> REQUIRED ACTION
Retype every entry below exactly as it stands.

> SUPPLIED INFORMATION
= Beginning of Section =
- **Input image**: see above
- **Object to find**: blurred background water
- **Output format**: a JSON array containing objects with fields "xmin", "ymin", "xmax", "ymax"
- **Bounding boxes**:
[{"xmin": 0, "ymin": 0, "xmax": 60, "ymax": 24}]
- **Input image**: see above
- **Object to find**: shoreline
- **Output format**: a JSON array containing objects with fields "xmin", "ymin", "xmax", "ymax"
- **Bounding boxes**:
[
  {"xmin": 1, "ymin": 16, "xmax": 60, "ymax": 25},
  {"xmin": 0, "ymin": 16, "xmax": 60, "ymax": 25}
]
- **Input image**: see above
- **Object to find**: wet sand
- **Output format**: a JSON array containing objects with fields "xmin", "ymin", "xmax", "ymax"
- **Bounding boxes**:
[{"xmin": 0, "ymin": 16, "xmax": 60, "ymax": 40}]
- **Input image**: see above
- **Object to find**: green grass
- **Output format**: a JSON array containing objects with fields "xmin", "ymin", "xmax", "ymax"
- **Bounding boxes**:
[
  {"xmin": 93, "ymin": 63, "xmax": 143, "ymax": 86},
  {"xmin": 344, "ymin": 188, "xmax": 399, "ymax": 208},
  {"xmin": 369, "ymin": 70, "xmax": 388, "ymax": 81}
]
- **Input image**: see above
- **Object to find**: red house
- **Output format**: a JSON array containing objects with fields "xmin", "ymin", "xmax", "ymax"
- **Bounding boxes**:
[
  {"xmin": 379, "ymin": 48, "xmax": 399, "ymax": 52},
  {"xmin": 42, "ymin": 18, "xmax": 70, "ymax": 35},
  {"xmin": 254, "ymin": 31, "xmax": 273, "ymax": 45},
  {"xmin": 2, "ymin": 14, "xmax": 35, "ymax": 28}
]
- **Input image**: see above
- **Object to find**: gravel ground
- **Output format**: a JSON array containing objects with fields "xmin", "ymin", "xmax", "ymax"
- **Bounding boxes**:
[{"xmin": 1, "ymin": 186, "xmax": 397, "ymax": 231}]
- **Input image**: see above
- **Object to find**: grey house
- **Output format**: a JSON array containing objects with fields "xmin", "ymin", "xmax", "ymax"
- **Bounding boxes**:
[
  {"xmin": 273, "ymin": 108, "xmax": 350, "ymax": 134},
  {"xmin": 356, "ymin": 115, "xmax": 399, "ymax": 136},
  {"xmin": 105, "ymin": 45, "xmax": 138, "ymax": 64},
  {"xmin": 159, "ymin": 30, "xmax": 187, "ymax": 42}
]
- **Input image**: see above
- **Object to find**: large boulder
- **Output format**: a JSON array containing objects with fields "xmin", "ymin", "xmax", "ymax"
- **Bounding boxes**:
= End of Section =
> REPLY TO THE EXERCISE
- **Input image**: see above
- **Object to find**: blurred background water
- **Output format**: a JSON array containing objects with fields "xmin", "ymin", "xmax", "ymax"
- **Bounding boxes**:
[{"xmin": 0, "ymin": 0, "xmax": 60, "ymax": 24}]
- **Input image**: see above
- **Object to find**: shoreline
- **Output format**: a JSON array containing objects with fields "xmin", "ymin", "xmax", "ymax"
- **Bounding boxes**:
[
  {"xmin": 1, "ymin": 16, "xmax": 60, "ymax": 25},
  {"xmin": 0, "ymin": 16, "xmax": 60, "ymax": 25}
]
- **Input image**: see above
- **Object to find**: wet sand
- **Output format**: a JSON array containing objects with fields "xmin", "ymin", "xmax", "ymax"
- **Bounding boxes**:
[{"xmin": 0, "ymin": 16, "xmax": 60, "ymax": 40}]
- **Input image**: see above
- **Object to find**: green grass
- **Output format**: a JSON array containing objects with fields "xmin", "ymin", "xmax", "ymax"
- **Bounding boxes**:
[
  {"xmin": 93, "ymin": 63, "xmax": 143, "ymax": 86},
  {"xmin": 344, "ymin": 188, "xmax": 399, "ymax": 208},
  {"xmin": 369, "ymin": 70, "xmax": 388, "ymax": 81}
]
- **Input image**: see above
- **Object to find**: red house
- **Output format**: a JSON array containing objects with fields "xmin", "ymin", "xmax", "ymax"
- **Bounding boxes**:
[
  {"xmin": 379, "ymin": 48, "xmax": 399, "ymax": 52},
  {"xmin": 42, "ymin": 18, "xmax": 70, "ymax": 35},
  {"xmin": 254, "ymin": 31, "xmax": 273, "ymax": 45},
  {"xmin": 2, "ymin": 14, "xmax": 35, "ymax": 28}
]
- **Input image**: see above
- **Object to find**: gravel ground
- **Output format**: a JSON array containing objects with fields "xmin", "ymin", "xmax", "ymax"
- **Bounding boxes**:
[{"xmin": 1, "ymin": 186, "xmax": 397, "ymax": 231}]
- **Input image**: see above
- **Object to find**: grey house
- **Output format**: a JSON array containing objects with fields "xmin", "ymin", "xmax", "ymax"
- **Bounding boxes**:
[
  {"xmin": 273, "ymin": 108, "xmax": 350, "ymax": 134},
  {"xmin": 356, "ymin": 115, "xmax": 399, "ymax": 136},
  {"xmin": 105, "ymin": 45, "xmax": 138, "ymax": 64},
  {"xmin": 159, "ymin": 30, "xmax": 187, "ymax": 42}
]
- **Input image**: see above
- **Object to find**: large boulder
- **Output format**: a JSON array containing objects with fields "xmin", "ymin", "xmax", "ymax"
- **Bounding boxes**:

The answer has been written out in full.